*** Trecho do documento

DE VOLTA PARA O FUTURO 3 (1990)

(Back To The Future Part III)

 

Videoteca do Beto #73

Dirigido por Robert Zemeckis.

Elenco: Michael J. Fox, Christopher Lloyd, Mary Steenburgen, Thomas F. Wilson, Lea Thompson, Elisabeth Shue, Matt Clark, James Tolkan, Hugh Gillin, Mark McClure, Wendie Jo Sperber, Jeffrey Weissman, Bill McKinney, Todd Cameron Brown, Flea e Richard Dysart.

Roteiro: Robert Zemeckis e Bob Gale.

Produção: Neil Canton e Bob Gale.

[Antes de qualquer coisa, gostaria de pedir que só leia esta crítica se já tiver assistido ao filme. Para fazer uma análise mais detalhada é necessário citar cenas importantes da trama].

Fechando a magnífica trilogia dirigida por Robert Zemeckis, “De Volta para o Futuro 3” não decepciona, entregando tudo que a série tem de melhor em forma de homenagem a um gênero clássico do cinema norte-americano. O roteiro inteligente, as excelentes piadas, as ótimas atuações e o sentido de aventura aparecem com força total neste ótimo filme, que garante uma despedida digna para esta trilogia que marcou a geração dos anos oitenta.

Marty McFly (Michael J. Fox) decide voltar ao velho oeste para evitar a morte de Doc (Christopher Lloyd) quando ambos descobrem o túmulo dele após ler a carta escrita pelo cientista em 1885. Ao chegar ao velho oeste, Marty terá apenas cinco dias para evitar que Doc se apaixone por Clara Clayton (Mary Steenburgen) e morra nas mãos do temível bandido Tannen (Thomas F. Wilson).

Logo na introdução, De Volta para o Futuro 3” revela a principal característica da trilogia, ao apresentar um momento decisivo do filme anterior e imediatamente fazer a conexão com a narrativa que será desenvolvida pelo excepcional roteiro de Robert Zemeckis e Bob Gale. Além de constantemente fazer referências às características marcantes dos personagens, como a reação intempestiva de Marty ao ser chamado de covarde, o roteiro revela ainda diversas ações que refletiriam no futuro das famílias da cidade, como quando Doc e Clara conversam sobre a geografia da lua, o que inspiraria o nome do cachorro do doutor muitos anos depois. O roteiro está ainda repleto de alívios cômicos, como quando Doc diz “ainda bem que não fui parar na Idade Média”, pois lá ele seria queimado na fogueira ou na divertida piada sobre o que é produzido no Japão. Ainda podemos citar a piada sobre a origem do “frisbee”, a origem da ravina “Clayton” que se transforma em ravina “Eastwood” e o final de Tannen que remete aos filmes anteriores.

******
*** Trecho da fonte

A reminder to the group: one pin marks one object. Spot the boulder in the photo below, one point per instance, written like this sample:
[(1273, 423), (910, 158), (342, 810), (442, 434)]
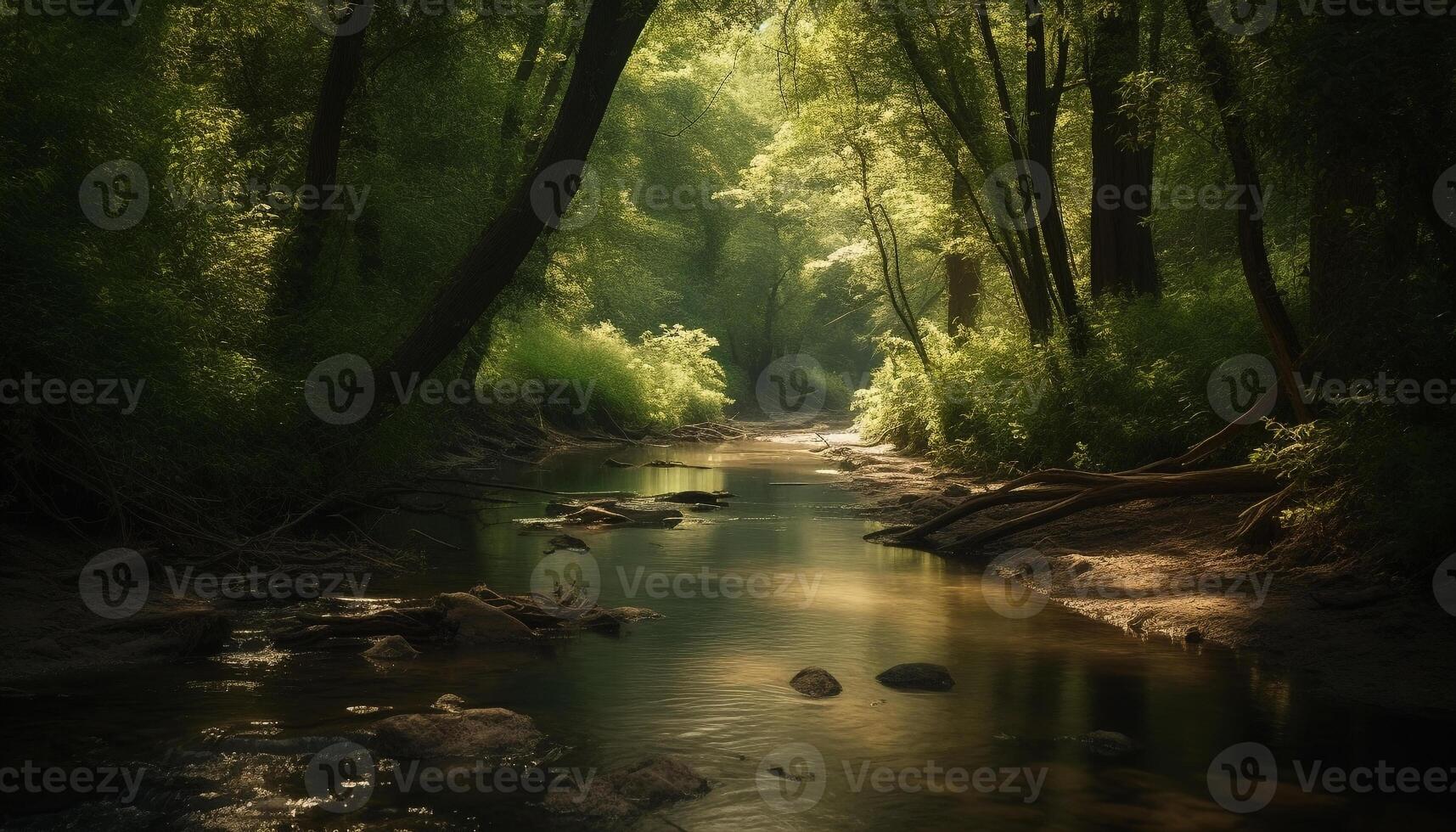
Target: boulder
[(625, 791), (918, 677), (480, 734), (449, 703), (1107, 744), (391, 647), (816, 683), (478, 622)]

******

→ **Instruções da tarefa**
De acordo com a crítica de "De Volta para o Futuro 3", quantos dias Marty tem, ao chegar ao velho oeste, para impedir que Doc se apaixone por Clara Clayton e seja morto por Tannen?

→ **Resposta do exercício**
Cinco dias.